Rewrite the rows below as a numbered list, leaving out any blank lines.

---

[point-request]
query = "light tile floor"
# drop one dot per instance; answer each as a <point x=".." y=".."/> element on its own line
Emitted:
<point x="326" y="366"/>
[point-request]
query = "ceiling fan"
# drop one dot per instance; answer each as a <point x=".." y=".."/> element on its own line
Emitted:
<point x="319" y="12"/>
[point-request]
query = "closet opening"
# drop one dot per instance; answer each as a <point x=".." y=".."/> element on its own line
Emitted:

---

**OUTPUT:**
1. [point-request]
2. query = "light tile floor"
3. # drop one dot per instance; answer each as a <point x=".." y=".."/> element on its own line
4. Emitted:
5. <point x="326" y="366"/>
6. [point-request]
7. query = "ceiling fan"
8. # drop one dot per instance; answer each as a <point x=".." y=".."/> element on its own line
9. Emitted:
10. <point x="319" y="12"/>
11. [point-request]
12. query = "closet opening"
13. # drop one dot per instance; answer each as a <point x=".." y=".."/> element on its own line
14. Emitted:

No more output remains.